*Task statement:*
The line with "Wanted = one point per instance of the illuminated" and each line following it, up to the final line of the data, should be set down exactly; pictures stay out.

*Exercise inputs:*
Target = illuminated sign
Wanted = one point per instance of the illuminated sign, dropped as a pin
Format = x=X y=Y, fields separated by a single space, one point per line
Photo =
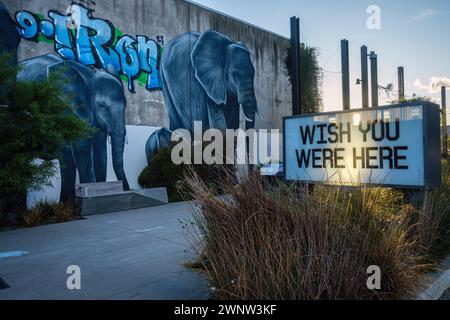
x=394 y=146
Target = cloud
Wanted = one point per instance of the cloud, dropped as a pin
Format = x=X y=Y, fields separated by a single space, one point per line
x=435 y=84
x=425 y=14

*Problem solution:*
Wanted = one point per instance of the illuminated sign, dropped as a pin
Format = x=X y=Y, fields separated by a single space, one point per line
Photo =
x=394 y=146
Target = cloud
Wanted = one point per instance of the cloud, dropped as a pin
Format = x=X y=Y, fields separated by a single space, one point per line
x=435 y=84
x=425 y=14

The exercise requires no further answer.